- _Your tasks_
**1)** List every factor that the homeschooling article says a Texas Tribune report linked to the increase in homeschooling.
**2)** Pick up the homeschooling article after its final quotation and continue writing it.

Homeschooling has caught the attention of some parents for their kids during the pandemic.
Kerri Hernandez said because of COVID, her son Harry was sent home in pre-school spring of 2020. She told us the students never went back, and she didn’t want her son to fall behind like other kids, so she made the decision to home-school him.
“During that time, I said I don’t want him to stagnate. So, let’s get some workbooks, let’s do some projects, let’s do something,” said Hernandez.
According to the U.S. Census Bureau the percentage of Texas families that home-school their children went up from 4.5% at the end of the 2019 – 2020 school year to 12% at the start of the 2020 – 2021 school year.
The Texas homeschool coalition reports about 30,000 students across the state withdrew from a public or charter school and switched to homeschooling during spring of 2021. An increase of 40% compared to the previous year.
“When you’re the one doing the schooling with them 24/7, you know what they are and aren’t catching on to,” said Hernandez.
A new report from The Texas Tribune showed an increase in homeschooling could be attributed to a number of factors, such as the spread of COVID-19 in schools, the way some students were being taught through remote learning, the teacher shortage, the Uvalde school shooting, or the type of curriculum being taught such as critical race theory.
Hernandez said, “I always like to tell people this, hey, are you teaching your child how to tie their shoes? Guess what you’re homeschooling. Did you teach your child their A, B, C’s? Guess what you’re homeschooling you know you’re already doing it.”

- _Information supplied_
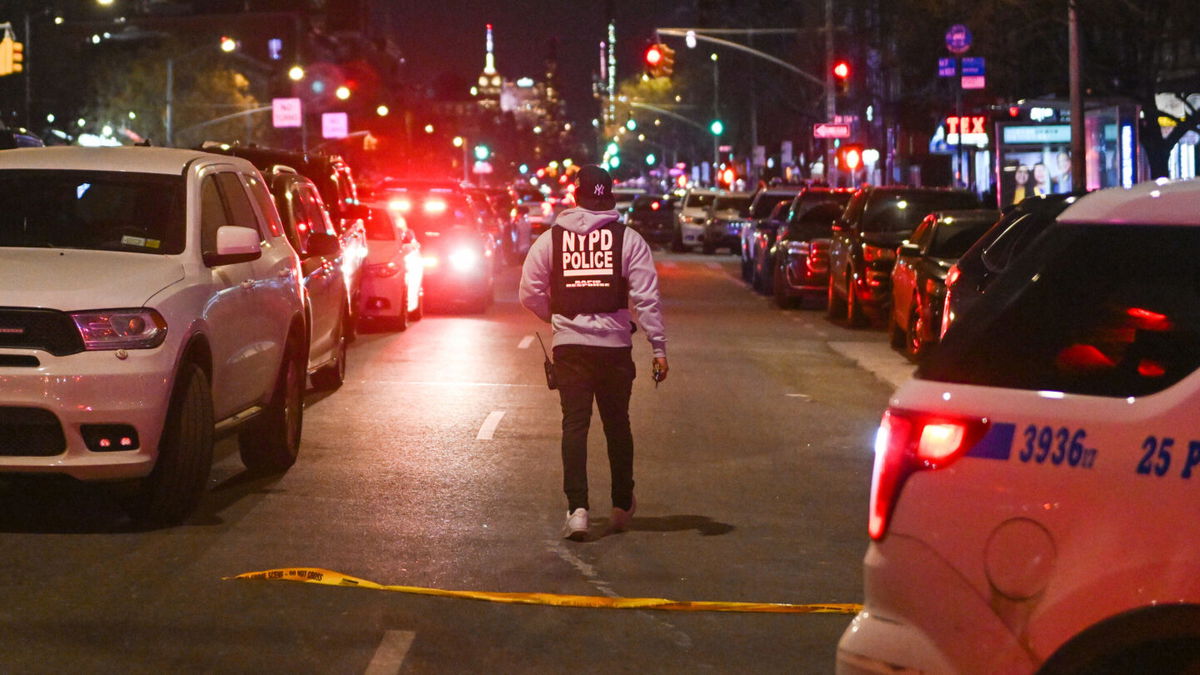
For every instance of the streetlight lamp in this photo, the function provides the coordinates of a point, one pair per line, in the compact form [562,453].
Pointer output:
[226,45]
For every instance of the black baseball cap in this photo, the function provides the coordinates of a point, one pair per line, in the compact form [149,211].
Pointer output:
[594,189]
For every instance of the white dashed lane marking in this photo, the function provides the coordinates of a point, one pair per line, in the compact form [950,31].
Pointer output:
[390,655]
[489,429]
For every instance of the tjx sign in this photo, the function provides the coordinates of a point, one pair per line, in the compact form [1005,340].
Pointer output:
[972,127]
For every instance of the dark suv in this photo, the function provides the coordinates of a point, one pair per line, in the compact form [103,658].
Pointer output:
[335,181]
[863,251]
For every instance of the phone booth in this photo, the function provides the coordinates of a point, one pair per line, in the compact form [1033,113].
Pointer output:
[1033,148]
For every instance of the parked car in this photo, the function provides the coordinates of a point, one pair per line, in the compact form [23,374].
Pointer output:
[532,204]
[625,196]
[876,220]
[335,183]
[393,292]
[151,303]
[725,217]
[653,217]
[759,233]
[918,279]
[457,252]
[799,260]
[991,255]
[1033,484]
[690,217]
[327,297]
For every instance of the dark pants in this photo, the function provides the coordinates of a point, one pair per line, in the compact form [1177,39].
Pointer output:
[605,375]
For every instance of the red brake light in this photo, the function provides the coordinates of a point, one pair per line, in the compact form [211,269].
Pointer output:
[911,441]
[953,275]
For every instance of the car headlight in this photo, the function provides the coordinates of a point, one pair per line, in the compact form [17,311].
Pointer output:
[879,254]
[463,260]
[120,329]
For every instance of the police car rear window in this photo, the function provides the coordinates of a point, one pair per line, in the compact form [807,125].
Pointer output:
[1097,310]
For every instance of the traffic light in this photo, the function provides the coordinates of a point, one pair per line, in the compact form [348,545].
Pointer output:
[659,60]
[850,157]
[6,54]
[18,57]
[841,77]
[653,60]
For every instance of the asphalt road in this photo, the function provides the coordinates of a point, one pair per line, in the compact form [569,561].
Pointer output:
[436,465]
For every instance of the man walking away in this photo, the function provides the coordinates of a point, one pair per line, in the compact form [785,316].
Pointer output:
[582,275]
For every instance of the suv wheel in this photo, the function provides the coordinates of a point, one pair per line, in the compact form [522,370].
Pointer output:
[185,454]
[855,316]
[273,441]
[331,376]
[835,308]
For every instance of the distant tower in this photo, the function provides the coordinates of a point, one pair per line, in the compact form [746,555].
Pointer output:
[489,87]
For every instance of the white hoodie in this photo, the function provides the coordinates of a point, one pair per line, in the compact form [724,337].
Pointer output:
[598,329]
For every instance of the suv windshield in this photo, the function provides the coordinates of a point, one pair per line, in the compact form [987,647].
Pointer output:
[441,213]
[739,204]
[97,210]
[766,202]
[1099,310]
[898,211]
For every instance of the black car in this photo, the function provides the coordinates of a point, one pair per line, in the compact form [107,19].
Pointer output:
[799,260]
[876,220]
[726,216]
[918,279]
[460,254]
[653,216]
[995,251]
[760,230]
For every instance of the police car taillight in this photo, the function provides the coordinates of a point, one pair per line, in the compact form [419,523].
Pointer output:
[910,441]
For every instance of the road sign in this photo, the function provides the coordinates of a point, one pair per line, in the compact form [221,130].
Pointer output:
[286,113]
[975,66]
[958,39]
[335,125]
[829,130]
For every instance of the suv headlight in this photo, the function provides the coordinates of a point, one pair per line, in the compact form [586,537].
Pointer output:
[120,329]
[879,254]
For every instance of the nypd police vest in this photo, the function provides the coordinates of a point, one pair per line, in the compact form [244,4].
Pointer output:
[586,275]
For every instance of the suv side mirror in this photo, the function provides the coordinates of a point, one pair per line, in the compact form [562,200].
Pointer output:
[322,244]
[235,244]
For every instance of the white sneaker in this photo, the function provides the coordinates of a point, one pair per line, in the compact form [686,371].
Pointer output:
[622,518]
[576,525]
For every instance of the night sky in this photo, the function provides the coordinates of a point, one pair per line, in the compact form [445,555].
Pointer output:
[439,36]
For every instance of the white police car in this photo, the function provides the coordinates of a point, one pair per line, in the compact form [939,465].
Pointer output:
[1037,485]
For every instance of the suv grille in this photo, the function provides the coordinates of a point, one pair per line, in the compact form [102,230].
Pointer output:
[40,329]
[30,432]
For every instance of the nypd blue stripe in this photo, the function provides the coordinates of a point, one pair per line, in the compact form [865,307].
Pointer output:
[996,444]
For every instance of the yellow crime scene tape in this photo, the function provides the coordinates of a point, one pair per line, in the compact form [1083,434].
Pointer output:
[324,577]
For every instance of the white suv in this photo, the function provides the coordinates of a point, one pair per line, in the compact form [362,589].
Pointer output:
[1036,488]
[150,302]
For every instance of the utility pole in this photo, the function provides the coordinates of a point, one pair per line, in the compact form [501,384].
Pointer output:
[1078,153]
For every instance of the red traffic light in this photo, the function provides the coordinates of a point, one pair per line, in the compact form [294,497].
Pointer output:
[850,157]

--

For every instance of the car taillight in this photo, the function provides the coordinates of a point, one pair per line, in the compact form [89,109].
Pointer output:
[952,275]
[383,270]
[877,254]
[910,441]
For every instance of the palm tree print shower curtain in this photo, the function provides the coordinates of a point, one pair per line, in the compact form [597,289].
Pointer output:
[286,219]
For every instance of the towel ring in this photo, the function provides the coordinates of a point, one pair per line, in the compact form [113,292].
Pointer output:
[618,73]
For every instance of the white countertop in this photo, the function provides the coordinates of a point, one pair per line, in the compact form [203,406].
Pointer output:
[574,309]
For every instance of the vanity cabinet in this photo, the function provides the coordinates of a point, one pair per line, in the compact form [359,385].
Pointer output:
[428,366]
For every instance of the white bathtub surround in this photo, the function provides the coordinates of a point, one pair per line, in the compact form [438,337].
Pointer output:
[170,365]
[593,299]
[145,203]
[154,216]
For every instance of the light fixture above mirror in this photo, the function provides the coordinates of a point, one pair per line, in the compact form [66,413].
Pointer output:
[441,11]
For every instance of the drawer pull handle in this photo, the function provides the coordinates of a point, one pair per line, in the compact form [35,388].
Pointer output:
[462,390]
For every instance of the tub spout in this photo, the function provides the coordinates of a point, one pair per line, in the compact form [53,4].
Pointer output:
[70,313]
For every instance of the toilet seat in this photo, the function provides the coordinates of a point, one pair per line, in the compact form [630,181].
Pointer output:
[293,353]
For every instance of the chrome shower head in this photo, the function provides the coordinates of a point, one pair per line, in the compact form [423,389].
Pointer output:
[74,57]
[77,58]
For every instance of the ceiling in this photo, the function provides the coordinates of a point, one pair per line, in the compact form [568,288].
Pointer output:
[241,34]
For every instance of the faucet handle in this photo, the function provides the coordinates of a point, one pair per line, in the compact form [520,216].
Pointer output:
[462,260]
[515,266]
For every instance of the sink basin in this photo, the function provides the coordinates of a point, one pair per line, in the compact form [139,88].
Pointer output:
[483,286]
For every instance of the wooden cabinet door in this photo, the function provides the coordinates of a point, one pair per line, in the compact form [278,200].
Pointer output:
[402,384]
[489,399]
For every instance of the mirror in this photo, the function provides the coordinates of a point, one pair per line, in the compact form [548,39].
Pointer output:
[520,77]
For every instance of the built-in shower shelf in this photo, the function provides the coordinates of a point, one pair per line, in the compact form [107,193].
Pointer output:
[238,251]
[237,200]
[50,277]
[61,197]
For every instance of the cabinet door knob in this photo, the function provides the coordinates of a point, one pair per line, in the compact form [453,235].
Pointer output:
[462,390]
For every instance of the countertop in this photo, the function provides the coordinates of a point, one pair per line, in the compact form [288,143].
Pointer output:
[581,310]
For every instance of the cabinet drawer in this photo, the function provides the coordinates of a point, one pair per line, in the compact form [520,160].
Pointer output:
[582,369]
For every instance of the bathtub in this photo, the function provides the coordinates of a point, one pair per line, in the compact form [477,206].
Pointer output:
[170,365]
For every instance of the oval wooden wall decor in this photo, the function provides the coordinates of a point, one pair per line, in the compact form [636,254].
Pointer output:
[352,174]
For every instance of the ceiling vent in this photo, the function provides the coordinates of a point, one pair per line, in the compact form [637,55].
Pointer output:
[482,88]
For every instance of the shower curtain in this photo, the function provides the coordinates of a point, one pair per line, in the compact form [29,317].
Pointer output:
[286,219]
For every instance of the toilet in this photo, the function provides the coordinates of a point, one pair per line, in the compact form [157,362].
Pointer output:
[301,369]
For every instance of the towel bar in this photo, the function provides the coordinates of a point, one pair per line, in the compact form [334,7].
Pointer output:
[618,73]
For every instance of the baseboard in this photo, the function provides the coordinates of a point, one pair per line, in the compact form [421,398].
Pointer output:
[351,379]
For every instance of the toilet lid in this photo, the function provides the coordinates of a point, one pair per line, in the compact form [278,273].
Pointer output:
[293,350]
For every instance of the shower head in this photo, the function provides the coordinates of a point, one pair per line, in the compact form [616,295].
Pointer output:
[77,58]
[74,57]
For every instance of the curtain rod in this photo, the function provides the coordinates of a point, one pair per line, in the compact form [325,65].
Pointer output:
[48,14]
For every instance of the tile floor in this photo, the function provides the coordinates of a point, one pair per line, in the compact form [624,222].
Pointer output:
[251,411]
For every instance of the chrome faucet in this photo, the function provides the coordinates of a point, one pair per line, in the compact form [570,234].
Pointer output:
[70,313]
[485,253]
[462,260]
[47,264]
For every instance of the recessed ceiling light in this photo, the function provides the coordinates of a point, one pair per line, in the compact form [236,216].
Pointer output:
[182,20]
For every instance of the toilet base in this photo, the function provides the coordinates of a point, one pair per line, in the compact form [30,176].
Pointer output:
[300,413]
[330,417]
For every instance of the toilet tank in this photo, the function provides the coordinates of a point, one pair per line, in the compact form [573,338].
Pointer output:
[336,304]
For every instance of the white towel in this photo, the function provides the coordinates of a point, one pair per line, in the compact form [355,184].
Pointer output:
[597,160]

- _Response list_
**1)**
- The spread of COVID-19 in schools
- The way some students were being taught through remote learning
- The teacher shortage
- The Uvalde school shooting
- The type of curriculum being taught, such as critical race theory

**2)**
Ingleside Independent School District said it had 38 students leave for homeschooling and 38 returning back to classroom structured learning.
“It’s the style of what’s being taught; you know it’s a different style than what the parents were taught when they went through school,” said Troy Mircovich, Ingleside ISD Superintendent.
Although homeschooling is an option for parents and may seem convenient, officials said students that come back to traditional school from homeschooling can either fall behind or risk being held back a grade level. It all depends on how rigorous the family was teaching at home.
“A younger student, we have the opportunity to catch them up quicker, very resilient. Your older students, if they’ve been out for a few years, especially for the junior high. Middle school age, as they are prepping for high school, there’s a lot that is taught there,” said Mircovich.
Superintendent Mircovich told us if a student leaves a public school for a charter school or home school, the district stops receiving about $6,000 for that student.